## QUÉ SE PIDE
Por favor, reproduce literalmente el pasaje del texto sobre la socialdemocracia que va desde "No se necesitarían" hasta "de la socialdemocracia.", ambos incluidos.

## EXTRACTO DE PÁGINA
-=-=-

La socialdemocracia en su laberinto

No se necesitarían líderes políticos, sino experimentados hechiceros para elaborar, primero, y administrar, después, la pócima reconstituyente que desde diversos ámbitos se viene prescribiendo a la socialdemocracia. Mezclando ingredientes como la reafirmación de los valores tradicionales con excipientes como republicanismo o sostenibilidad, la fórmula magistral promete una pronta recuperación para la socialdemocracia y, por extensión, para las sociedades devastadas por la insensata utopía de la desregulación de los mercados. Quién sabe si semejante pócima llegará a destilarse alguna vez; de momento no pasa de ser un galimatías entre escolástico y farmacéutico que, si bien se mira, solo ha logrado un éxito tan rotundo como desconcertante: forjar una inane lengua de madera, sin otra utilidad que dar cuenta de la crisis de la socialdemocracia.

-=-=-

Datos registrados:
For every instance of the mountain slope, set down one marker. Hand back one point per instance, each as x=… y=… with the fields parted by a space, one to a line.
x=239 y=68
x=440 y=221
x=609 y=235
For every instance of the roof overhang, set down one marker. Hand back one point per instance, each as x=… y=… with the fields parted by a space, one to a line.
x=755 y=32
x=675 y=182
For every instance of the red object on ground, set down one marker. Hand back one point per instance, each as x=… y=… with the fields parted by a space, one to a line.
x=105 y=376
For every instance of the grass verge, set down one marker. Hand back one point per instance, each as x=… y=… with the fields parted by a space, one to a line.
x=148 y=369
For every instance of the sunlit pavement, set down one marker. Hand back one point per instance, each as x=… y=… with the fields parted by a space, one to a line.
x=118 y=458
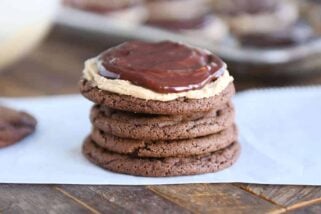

-=-=-

## RESPUESTA AL EJERCICIO
No se necesitarían líderes políticos, sino experimentados hechiceros para elaborar, primero, y administrar, después, la pócima reconstituyente que desde diversos ámbitos se viene prescribiendo a la socialdemocracia. Mezclando ingredientes como la reafirmación de los valores tradicionales con excipientes como republicanismo o sostenibilidad, la fórmula magistral promete una pronta recuperación para la socialdemocracia y, por extensión, para las sociedades devastadas por la insensata utopía de la desregulación de los mercados. Quién sabe si semejante pócima llegará a destilarse alguna vez; de momento no pasa de ser un galimatías entre escolástico y farmacéutico que, si bien se mira, solo ha logrado un éxito tan rotundo como desconcertante: forjar una inane lengua de madera, sin otra utilidad que dar cuenta de la crisis de la socialdemocracia.